• **Work required**: Locate every line in the material below that contains the word "table", and copy each of those lines in full.

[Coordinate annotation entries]
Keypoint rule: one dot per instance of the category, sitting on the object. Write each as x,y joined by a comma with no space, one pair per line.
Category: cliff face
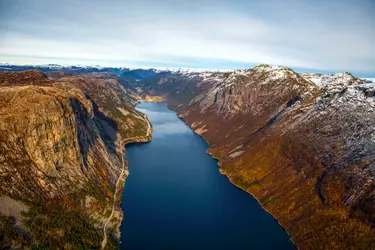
304,150
60,158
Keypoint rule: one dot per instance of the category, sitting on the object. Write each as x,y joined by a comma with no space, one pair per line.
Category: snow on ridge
331,79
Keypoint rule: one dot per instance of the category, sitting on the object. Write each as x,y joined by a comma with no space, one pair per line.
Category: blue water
175,197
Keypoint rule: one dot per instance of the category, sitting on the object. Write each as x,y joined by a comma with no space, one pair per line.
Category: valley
301,144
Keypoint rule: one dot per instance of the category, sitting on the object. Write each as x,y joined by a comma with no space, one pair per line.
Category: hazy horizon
307,37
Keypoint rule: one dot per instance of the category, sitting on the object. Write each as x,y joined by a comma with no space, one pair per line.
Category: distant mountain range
302,144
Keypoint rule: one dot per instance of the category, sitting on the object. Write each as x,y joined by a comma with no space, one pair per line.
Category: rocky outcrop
303,148
60,155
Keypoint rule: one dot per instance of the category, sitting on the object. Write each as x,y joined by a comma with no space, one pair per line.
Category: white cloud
288,34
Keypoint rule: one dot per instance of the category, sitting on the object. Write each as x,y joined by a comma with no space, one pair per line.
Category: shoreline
229,178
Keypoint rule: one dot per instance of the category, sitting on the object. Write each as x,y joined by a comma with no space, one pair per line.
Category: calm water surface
175,197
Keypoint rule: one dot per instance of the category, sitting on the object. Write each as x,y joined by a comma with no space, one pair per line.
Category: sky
310,35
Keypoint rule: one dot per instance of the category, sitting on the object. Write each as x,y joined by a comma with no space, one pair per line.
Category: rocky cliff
302,144
61,156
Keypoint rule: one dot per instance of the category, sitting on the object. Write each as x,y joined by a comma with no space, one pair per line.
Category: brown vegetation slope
59,157
306,152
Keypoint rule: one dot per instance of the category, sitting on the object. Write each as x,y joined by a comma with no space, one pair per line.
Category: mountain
61,158
302,144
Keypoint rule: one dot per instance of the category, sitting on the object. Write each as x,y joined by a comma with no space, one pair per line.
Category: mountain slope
60,158
305,151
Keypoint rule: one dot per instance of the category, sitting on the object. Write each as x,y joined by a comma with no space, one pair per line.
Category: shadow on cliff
89,129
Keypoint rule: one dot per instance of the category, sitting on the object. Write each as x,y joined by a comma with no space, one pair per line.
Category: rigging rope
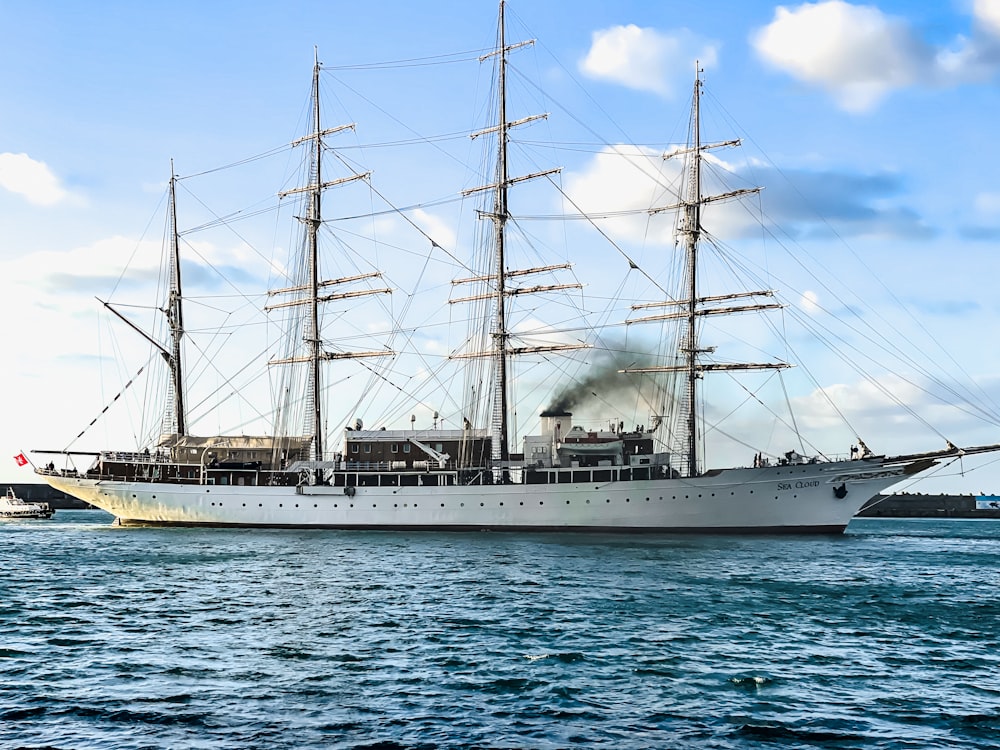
108,406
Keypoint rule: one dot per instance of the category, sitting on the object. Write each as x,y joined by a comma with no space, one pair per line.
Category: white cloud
987,13
21,174
643,58
621,183
857,53
987,204
860,55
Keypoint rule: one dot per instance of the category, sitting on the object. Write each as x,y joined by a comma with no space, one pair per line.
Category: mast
690,309
498,288
500,213
175,317
692,234
310,290
313,221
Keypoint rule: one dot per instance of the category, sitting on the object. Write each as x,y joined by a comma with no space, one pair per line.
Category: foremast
175,318
174,422
313,220
692,309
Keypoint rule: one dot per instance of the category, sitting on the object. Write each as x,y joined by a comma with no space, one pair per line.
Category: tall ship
471,469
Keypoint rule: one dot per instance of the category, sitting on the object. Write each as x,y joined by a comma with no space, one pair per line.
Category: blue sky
871,127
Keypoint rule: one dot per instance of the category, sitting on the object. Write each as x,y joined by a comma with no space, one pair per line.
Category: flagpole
22,460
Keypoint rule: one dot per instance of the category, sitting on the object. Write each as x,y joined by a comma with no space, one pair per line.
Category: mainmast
499,289
500,221
310,290
692,308
312,222
175,317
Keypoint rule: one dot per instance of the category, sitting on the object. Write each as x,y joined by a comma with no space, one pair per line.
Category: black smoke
602,380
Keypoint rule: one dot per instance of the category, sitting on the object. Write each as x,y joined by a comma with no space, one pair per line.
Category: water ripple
888,637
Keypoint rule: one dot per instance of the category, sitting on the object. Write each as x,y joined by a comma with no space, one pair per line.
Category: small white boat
11,507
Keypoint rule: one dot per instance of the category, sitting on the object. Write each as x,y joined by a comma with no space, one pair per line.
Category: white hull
794,498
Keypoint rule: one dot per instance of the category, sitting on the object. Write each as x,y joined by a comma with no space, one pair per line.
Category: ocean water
886,637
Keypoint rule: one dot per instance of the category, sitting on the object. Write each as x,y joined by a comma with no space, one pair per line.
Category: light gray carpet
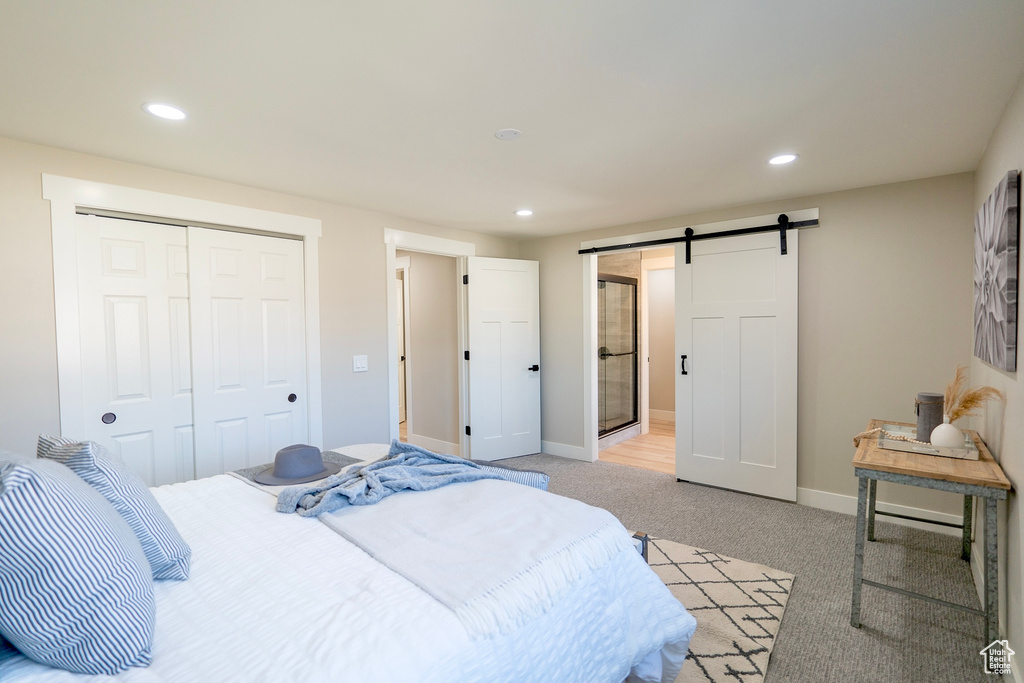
900,639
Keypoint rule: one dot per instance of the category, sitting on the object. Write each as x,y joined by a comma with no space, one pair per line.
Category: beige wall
353,282
433,348
1003,425
882,304
662,337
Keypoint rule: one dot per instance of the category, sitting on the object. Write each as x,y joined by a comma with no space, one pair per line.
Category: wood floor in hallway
653,451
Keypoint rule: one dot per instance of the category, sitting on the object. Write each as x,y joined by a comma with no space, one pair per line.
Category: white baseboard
848,504
663,416
434,444
565,451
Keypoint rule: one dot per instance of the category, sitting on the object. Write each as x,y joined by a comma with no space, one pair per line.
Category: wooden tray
968,452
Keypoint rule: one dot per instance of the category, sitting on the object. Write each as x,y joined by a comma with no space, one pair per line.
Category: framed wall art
996,233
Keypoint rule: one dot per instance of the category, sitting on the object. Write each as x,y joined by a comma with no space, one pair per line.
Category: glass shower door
616,341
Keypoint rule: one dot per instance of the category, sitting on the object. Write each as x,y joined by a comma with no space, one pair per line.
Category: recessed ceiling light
508,134
164,111
782,159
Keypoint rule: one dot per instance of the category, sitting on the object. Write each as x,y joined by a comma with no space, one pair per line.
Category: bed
280,597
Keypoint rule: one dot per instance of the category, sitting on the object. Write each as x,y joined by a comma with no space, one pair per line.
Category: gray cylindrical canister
929,409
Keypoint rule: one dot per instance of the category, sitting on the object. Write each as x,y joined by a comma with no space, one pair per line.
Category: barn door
736,365
504,357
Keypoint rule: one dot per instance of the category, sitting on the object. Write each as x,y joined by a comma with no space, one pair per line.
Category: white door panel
736,324
400,299
133,289
504,344
249,340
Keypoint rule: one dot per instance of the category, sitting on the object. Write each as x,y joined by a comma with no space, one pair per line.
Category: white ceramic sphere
946,435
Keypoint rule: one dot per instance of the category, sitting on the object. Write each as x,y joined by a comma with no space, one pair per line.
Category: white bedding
278,597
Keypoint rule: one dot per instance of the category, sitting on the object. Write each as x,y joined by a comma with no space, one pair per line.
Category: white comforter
275,597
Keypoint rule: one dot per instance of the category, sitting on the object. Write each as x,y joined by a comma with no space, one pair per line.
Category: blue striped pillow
169,555
75,586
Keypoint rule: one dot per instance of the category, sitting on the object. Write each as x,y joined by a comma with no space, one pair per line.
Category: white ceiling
631,110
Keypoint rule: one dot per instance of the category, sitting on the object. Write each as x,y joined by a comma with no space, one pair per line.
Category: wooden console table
982,478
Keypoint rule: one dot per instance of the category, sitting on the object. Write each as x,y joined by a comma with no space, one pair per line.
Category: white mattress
278,597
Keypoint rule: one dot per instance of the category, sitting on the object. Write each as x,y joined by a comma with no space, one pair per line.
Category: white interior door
248,347
503,307
400,298
736,325
133,317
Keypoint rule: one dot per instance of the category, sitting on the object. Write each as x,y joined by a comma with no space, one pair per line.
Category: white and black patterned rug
738,606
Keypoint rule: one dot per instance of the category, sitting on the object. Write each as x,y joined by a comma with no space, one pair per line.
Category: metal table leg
858,556
991,572
871,487
968,521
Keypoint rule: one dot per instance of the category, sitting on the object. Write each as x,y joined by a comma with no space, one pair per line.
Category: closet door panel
249,358
132,290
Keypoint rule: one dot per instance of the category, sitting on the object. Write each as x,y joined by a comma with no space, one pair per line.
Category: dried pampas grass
962,402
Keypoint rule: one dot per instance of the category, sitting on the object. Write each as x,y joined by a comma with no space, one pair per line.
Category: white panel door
504,357
248,326
133,316
736,402
400,298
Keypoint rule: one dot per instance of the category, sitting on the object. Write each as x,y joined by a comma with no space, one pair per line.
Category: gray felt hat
296,464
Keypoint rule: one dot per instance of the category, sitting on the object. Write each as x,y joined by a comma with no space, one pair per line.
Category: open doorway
427,354
651,443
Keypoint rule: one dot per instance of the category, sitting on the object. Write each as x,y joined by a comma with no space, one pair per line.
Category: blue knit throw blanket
406,468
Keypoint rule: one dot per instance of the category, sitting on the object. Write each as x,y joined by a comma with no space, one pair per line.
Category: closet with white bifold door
193,345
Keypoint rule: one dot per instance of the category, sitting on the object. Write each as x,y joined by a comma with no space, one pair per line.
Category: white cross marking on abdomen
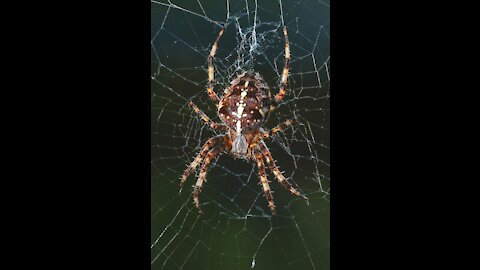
240,108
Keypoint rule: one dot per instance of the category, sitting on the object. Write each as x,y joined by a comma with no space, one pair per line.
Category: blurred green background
237,230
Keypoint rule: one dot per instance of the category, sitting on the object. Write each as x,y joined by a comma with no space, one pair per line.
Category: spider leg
278,175
211,70
206,119
203,173
283,83
263,179
198,159
282,126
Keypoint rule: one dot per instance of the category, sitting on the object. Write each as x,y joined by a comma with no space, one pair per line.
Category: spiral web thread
237,230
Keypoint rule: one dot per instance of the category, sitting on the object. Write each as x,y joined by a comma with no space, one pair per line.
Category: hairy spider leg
212,142
283,83
263,179
203,173
211,70
280,127
278,174
206,119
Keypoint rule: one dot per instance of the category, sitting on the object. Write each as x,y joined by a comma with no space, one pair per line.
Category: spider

• **Worked solution**:
Category: wooden console table
Category: metal table leg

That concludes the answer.